• _Problem set_
A - In the text on Blackpool and the English Baccalaureate, why did cCLOA write to Nick Gibb? Answer in one to three sentences.
B - Extend the text on Blackpool and the English Baccalaureate, picking up after its final sentence.

The Blackpool Dance Festival has become one of the world’s most prestigious annual dance tournaments attracting in excess of 20,000 competitors & spectators from 60+ countries over the 9 day festival.  Over the past 20 years Ballroom dancing has been a fast growing business in China and formed part of the governments drive for citizens to lead a heathier lifestyle, with over 50 million people now registered as ballroom dancers with official Chinese bodies. The rise in popularity has also seen an increase in participants at the Blackpool Festival who now regularly visiting from the Asia Pacific region to compete each year.  The expansion into China, in collaboration with International Special Attractions, will allow more people from across the globe to compete in the world renowned event but will  also raise the profile of our own Festival held each May, providing an invaluable opportunity to introduce Blackpool across East Asia.  It has also created a new revenue stream for Blackpool Entertainments Company who runs the Winter Gardens (and the Blackpool Dance Festival) on behalf of Blackpool Council.

Polly Hamilton, Head of Culture, Heritage, Libraries and Arts Services in Blackpool & cCLOA Executive Member

Concerns regarding the English Baccalaureate


As a body cCLOA takes a strategic view and recognises the positive aspects of the English Baccalaureate with the country needing to compete in a global economy.  However, we are most concerned that if these changes are not well managed, they could prevent many young people from reaching their potential and also have far reaching negative health impacts.  To that end we have written to Nick Gibb, Minister of State at the Department for Education to bring the following points to his attention.

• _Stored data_
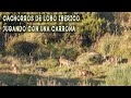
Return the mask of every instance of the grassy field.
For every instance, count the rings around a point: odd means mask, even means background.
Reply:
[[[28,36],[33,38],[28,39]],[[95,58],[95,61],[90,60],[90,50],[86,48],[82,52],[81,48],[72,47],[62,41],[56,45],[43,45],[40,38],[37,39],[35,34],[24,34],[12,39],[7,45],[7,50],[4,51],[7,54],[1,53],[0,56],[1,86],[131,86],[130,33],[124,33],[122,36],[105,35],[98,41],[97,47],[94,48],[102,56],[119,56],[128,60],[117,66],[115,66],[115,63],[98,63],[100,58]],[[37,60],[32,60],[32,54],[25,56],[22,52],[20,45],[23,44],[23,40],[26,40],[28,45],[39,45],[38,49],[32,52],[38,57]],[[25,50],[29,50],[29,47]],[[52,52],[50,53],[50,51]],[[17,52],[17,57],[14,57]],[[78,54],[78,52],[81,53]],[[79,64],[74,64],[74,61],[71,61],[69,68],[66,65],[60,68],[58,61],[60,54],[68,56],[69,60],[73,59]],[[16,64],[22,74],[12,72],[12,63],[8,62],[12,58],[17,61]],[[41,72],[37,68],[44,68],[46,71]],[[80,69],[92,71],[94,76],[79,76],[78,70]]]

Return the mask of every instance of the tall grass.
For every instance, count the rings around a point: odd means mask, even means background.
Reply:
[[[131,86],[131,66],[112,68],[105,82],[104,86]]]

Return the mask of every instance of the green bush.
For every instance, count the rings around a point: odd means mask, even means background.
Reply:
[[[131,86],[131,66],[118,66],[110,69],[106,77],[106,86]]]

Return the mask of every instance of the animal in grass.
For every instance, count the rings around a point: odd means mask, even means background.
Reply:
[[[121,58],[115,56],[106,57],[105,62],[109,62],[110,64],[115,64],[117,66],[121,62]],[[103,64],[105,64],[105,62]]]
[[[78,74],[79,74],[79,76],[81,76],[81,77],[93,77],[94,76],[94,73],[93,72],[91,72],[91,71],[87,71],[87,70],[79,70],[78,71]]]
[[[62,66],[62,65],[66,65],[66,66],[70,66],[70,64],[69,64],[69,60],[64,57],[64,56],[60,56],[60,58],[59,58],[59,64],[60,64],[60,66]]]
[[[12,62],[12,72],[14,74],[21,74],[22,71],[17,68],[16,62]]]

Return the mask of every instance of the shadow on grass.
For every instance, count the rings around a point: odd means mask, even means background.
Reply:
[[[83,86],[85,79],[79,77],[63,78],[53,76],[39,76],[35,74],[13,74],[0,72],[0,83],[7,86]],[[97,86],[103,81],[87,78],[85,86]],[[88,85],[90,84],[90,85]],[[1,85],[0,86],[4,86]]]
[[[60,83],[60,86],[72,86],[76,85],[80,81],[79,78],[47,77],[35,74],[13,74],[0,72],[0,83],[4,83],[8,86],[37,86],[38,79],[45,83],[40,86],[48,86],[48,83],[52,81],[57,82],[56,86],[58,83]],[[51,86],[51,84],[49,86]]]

• _Task-by-task outputs_
A - cCLOA wrote to Nick Gibb because it worries that poorly managed English Baccalaureate changes could keep many young people from reaching their potential. It also fears the changes could have far-reaching negative health impacts. The letter was meant to bring its points to his attention.

B -
Taking part in the arts and physical activity helps to develop well balanced young people with increased levels of confidence and enhanced interpersonal skills.  Creative industries, in addition to sport and leisure are also expanding employment sectors in their own right and we need to encourage skill development of young people within this sector which will generate further growth.

There is a wealth of evidence of the social, economic and health benefits of PE and the Arts, but perhaps the hardest hitting is taken from a report by a national sports charity StreetGames in a report called the Inactivity Time Bomb (2014). They found that physical inactivity among today’s 11-25 year-olds will cost the UK economy £53.3 billion over their life-times.  Additionally, the 2012 Health Survey England reported only 21% of boys and 16% of girls aged five to fifteen met the Chief Medical Officer guidelines of 60 minutes of physical activity per day. The Chief Medical Officer has also warned that soaring obesity levels are currently the cause of one in ten deaths in England.

Furthermore the impact of culture on social justice, wellbeing and life chances is compellingly set out by the research findings of the Cultural Learning Alliance, whose report, Key Research Findings: The Case for Cultural Learning (2011), found that:-

  1. Learning through the arts and culture improves attainment in all subjects.
  2. Participation in structured arts activities increases cognitive abilities.
  3. Students from low-income families who take part in arts activities at school are three times more likely to get a degree.
  4. The employability of students who study arts subjects is higher and they are more likely to stay in employment.
  5. Students who engage in arts subjects at school are twice as likely to volunteer and 20% more likely to vote as young adults.

We also know that one in four people experience mental health problems each year and such issues are growing in young people. Regular physical activity and involvement in the arts are arguably the best ways to prevent and manage mental health conditions.

What is needed is for schools to lay down the foundations of healthy active lifestyles so this becomes the norm for future families. This will not only stimulate economic growth, but protect the country from spiralling health costs.

We have invited the Minister to meet with our Executive Committee, to talk through how the possible impact from the English Baccalaureate can be mitigated and will keep you posted on the response!